**INSTRUCTION:** Quote every line below exactly as it reads.
# START OF THE DATA
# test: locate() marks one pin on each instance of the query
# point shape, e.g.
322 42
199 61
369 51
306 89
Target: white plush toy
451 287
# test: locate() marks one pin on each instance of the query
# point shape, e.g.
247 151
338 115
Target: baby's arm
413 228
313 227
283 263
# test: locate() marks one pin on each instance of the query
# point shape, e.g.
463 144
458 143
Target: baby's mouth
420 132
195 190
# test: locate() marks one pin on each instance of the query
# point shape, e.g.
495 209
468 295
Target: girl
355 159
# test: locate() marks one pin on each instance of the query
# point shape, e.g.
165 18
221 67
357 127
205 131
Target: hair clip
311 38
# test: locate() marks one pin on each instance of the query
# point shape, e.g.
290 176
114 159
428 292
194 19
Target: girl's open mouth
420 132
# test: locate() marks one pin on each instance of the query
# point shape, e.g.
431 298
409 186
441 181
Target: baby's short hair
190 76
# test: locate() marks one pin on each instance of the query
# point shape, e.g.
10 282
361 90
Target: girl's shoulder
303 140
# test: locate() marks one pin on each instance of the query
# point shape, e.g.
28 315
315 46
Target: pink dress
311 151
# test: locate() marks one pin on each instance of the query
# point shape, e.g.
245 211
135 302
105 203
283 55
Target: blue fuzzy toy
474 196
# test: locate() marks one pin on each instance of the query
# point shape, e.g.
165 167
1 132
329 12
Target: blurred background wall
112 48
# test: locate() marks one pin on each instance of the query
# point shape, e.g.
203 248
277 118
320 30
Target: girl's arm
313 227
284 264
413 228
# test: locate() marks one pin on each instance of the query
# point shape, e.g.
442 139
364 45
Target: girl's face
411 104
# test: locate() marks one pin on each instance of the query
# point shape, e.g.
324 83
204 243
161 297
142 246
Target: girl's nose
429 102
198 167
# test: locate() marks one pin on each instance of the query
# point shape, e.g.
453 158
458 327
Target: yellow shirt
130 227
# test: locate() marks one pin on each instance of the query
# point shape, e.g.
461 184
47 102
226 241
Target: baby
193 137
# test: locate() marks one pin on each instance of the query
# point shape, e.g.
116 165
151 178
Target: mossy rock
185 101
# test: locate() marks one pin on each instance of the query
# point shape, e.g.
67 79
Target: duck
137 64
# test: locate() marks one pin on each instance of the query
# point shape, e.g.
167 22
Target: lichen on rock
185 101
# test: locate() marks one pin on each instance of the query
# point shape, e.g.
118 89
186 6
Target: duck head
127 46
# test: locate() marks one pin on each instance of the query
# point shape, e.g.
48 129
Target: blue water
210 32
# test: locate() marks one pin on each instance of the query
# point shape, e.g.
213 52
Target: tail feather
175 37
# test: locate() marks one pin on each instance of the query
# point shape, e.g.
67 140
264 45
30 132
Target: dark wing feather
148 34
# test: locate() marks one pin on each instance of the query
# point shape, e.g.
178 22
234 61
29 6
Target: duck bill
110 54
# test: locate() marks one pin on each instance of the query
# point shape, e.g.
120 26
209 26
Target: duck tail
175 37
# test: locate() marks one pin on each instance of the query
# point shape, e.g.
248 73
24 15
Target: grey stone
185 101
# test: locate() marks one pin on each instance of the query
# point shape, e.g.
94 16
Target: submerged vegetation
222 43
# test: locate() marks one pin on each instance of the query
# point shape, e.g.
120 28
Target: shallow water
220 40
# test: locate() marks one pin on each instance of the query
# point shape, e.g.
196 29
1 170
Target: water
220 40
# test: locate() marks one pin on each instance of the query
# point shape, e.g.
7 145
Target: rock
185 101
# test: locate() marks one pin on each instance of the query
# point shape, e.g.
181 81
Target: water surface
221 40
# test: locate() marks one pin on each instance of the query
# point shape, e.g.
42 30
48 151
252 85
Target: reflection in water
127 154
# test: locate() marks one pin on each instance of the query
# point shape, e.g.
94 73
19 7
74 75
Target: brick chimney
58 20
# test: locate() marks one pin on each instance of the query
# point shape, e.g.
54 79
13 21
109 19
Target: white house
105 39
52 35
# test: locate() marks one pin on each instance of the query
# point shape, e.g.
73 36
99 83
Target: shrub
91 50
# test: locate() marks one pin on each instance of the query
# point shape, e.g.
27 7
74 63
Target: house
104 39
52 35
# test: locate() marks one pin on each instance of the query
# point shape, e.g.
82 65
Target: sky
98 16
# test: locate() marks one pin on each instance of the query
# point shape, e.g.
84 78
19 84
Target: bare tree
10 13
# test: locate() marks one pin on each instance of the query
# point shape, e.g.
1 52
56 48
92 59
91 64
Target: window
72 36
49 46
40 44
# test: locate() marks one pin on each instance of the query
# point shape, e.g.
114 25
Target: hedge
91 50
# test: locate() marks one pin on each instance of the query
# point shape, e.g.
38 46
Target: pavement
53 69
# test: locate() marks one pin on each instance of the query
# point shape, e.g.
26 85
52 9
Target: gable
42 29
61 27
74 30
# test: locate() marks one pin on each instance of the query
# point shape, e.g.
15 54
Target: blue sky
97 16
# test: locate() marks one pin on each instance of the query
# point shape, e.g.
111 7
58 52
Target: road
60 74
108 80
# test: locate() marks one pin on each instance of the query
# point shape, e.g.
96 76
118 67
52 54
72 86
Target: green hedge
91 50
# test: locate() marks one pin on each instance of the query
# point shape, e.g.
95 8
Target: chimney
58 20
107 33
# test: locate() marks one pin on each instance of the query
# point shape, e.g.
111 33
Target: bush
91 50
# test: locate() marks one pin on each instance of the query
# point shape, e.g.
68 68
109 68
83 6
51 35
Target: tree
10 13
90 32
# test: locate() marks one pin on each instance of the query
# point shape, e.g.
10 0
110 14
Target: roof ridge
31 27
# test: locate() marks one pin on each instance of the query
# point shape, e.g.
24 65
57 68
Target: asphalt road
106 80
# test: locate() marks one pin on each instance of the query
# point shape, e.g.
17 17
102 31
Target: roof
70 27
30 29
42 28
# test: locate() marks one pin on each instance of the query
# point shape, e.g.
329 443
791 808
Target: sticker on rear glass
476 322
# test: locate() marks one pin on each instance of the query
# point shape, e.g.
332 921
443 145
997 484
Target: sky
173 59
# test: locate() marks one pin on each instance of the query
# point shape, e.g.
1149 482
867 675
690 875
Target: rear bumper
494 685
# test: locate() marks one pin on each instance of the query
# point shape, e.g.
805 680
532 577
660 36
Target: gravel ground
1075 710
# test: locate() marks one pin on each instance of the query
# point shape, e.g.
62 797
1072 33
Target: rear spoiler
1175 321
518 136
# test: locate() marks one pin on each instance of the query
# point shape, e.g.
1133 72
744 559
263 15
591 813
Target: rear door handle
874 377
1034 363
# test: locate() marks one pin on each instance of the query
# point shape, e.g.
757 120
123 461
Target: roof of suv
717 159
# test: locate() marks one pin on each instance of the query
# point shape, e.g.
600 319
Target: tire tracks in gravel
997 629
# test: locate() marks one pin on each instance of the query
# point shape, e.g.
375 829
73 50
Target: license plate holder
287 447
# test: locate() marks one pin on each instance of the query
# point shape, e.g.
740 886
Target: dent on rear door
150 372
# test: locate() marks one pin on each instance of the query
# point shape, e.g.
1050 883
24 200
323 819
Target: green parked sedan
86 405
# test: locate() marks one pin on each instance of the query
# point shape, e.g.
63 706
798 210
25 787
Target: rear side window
# END OF THE DATA
**THE OUTPUT:**
# test: locate() marks one pin on each instance of the query
# point shape, e.g.
322 42
199 61
369 51
306 89
Target: white plush toy
451 287
# test: locate() marks one pin on each instance of the query
# point shape, e.g.
247 151
338 115
Target: baby's arm
413 228
313 227
283 263
# test: locate() marks one pin on each instance of the query
# point shape, e.g.
463 144
458 143
Target: baby's mouth
420 132
195 190
# test: locate() marks one pin on each instance of the query
# point shape, e.g.
495 209
468 295
Target: girl
355 159
# test: locate() marks one pin on each instance of the query
# point shape, e.g.
165 18
221 67
357 127
205 131
Target: hair clip
311 38
# test: locate() marks one pin on each instance of the query
# point shape, e.g.
290 176
114 159
428 292
194 19
Target: girl's open mouth
420 132
# test: locate() marks one pin on each instance of the query
# point shape, e.g.
431 298
409 186
441 181
Target: baby's short hair
190 76
# test: locate() marks one pin on each instance of the query
# point shape, e.g.
10 282
361 90
Target: girl's shoulder
303 140
# test: locate() marks one pin on each instance of the query
# point shape, e.g.
28 315
315 46
Target: pink dress
311 151
# test: locate() marks one pin on each instance of the query
# point shape, e.g.
245 211
135 302
105 203
283 55
Target: blue fuzzy toy
474 196
# test: locate() marks one pin on each instance of the query
# point shape, e.g.
165 167
1 132
329 12
Target: blurred background wall
112 48
# test: locate() marks one pin on each instance of the query
# point shape, e.g.
203 248
277 118
320 30
Target: girl's arm
313 227
284 264
413 228
# test: locate() marks one pin on each instance of the query
# point shape, e.g.
442 139
364 45
Target: girl's face
411 104
# test: locate() marks one pin on each instance of the query
# point shape, e.g.
324 83
204 243
161 297
142 246
Target: girl's nose
429 102
198 167
# test: locate() marks one pin on each instance of the query
# point shape, e.g.
453 158
458 327
Target: yellow shirt
130 227
# test: locate() marks one pin on each instance of the query
# point shape, e.g.
461 184
47 102
226 241
Target: baby
193 137
# test: locate() marks one pin on each instance of the query
# point shape, e.g.
116 165
151 178
Target: mossy rock
185 101
# test: locate() marks one pin on each instance of the query
# point shape, e.g.
67 79
Target: duck
137 64
# test: locate() marks one pin on each instance of the query
# point shape, e.g.
167 22
Target: lichen on rock
185 101
# test: locate() marks one pin on each instance of the query
# point shape, e.g.
118 89
186 6
Target: duck head
127 46
# test: locate() marks one pin on each instance of the query
# point shape, e.g.
48 129
Target: blue water
210 32
# test: locate() marks one pin on each instance of the query
# point shape, e.g.
213 52
Target: tail feather
175 37
# test: locate() marks one pin on each instance of the query
# point shape, e.g.
67 140
264 45
30 132
Target: dark wing feather
148 34
# test: locate() marks one pin on each instance of the query
# point shape, e.g.
178 22
234 61
29 6
Target: duck bill
110 54
# test: locate() marks one pin on each instance of the query
# point shape, e.g.
120 26
209 26
Target: duck tail
175 37
# test: locate() marks one pin on each instance of the query
# point shape, e.g.
248 73
24 15
Target: grey stone
185 101
# test: locate() marks one pin on each instance of the query
# point shape, e.g.
94 16
Target: submerged vegetation
222 43
# test: locate() marks one pin on each instance of the query
# point shape, e.g.
120 28
Target: shallow water
220 40
# test: locate() marks one pin on each instance of the query
# point shape, e.g.
196 29
1 170
Target: water
220 40
# test: locate() marks one pin on each instance of the query
# point shape, e.g.
7 145
Target: rock
185 101
# test: locate() marks one pin on each instance of the query
# point shape, e.g.
181 81
Target: water surface
221 40
# test: locate() marks one pin on each instance of the query
# point shape, e.g.
42 30
48 151
252 85
Target: reflection in water
127 154
# test: locate() marks one pin on each instance of the query
# point shape, e.g.
94 73
19 7
74 75
Target: brick chimney
58 20
# test: locate() marks one pin on each instance of the query
# point shape, e.g.
54 79
13 21
109 19
Target: white house
105 39
52 35
# test: locate() marks one pin on each instance of the query
# point shape, e.g.
73 36
99 83
Target: shrub
91 50
# test: locate() marks one pin on each instance of the query
# point shape, e.g.
27 7
74 63
Target: house
104 39
52 35
# test: locate() marks one pin on each instance of the query
# point shape, e.g.
82 65
Target: sky
98 16
# test: locate() marks one pin on each instance of the query
# point shape, e.g.
84 78
19 84
Target: bare tree
10 13
# test: locate() marks one pin on each instance of the query
# point shape, e.g.
1 52
56 48
92 59
91 64
Target: window
72 36
49 46
40 44
# test: locate() marks one pin on each instance of the query
# point shape, e.g.
114 25
Target: hedge
91 50
# test: locate() marks one pin on each instance of the query
# point shape, e.g.
38 46
Target: pavement
53 69
# test: locate() marks one pin on each instance of the query
# point shape, e.g.
26 85
52 9
Target: gable
42 29
61 27
74 30
# test: locate() marks one pin on each instance of the query
# point shape, e.g.
15 54
Target: blue sky
97 16
# test: locate() marks one pin on each instance of the query
# point shape, e.g.
111 7
58 52
Target: road
60 74
108 80
# test: locate() marks one pin on each instance of the query
# point shape, e.g.
96 76
118 67
52 54
72 86
Target: green hedge
91 50
# test: locate() marks one pin on each instance of the query
# point shape, e.g.
95 8
Target: chimney
58 20
107 33
# test: locate() marks one pin on each instance of the query
# point shape, e.g.
111 33
Target: bush
91 50
# test: locate() marks one pin on each instance of the query
# point shape, e.g.
68 68
109 68
83 6
51 35
Target: tree
10 13
90 32
# test: locate() marks one pin on each instance of the query
# point shape, e.g.
10 0
110 14
Target: roof ridge
31 27
# test: locate() marks one pin on each instance of the query
# point shape, e.g.
24 65
57 68
Target: asphalt road
106 80
# test: locate() marks one pin on each instance of the query
# point shape, e.g.
17 17
102 31
Target: roof
70 27
30 29
42 28
# test: locate() marks one pin on each instance of the query
# point shape, e.g.
329 443
791 808
Target: sticker on rear glass
476 322
# test: locate() marks one pin on each instance of the query
# point shape, e.g.
332 921
443 145
997 484
Target: sky
173 59
# test: locate() marks one pin on each instance of the query
# point shape, e.g.
1149 482
867 675
690 875
Target: rear bumper
494 685
# test: locate() marks one pin on each instance of the query
# point shape, e.g.
805 680
532 577
660 36
Target: gravel ground
1075 710
# test: locate() marks one pin on each instance of the query
# point shape, e.g.
62 797
1072 33
Target: rear spoiler
1175 321
518 136
# test: locate() marks one pin on each instance of the query
# point shape, e.g.
1133 72
744 559
263 15
591 813
Target: rear door handle
874 377
1034 363
# test: locate() marks one pin on each instance of the query
# point shape, e.g.
757 120
123 461
Target: roof of suv
717 159
# test: locate() marks one pin on each instance of the query
# point shape, e.g.
600 319
Target: tire tracks in gravel
997 629
# test: locate() marks one pin on each instance of the query
# point shape, e.g.
375 829
73 50
Target: license plate holder
287 447
# test: locate() marks one pin on each instance of the query
# point shape, e.g.
740 886
Target: dent on rear door
150 372
# test: locate() marks one pin on each instance of the query
# point shape, e.g.
1050 883
24 200
323 819
Target: green parked sedan
86 405
# test: locate() marks one pin on each instance of the query
# point shape, e.g.
63 706
798 210
25 787
Target: rear side window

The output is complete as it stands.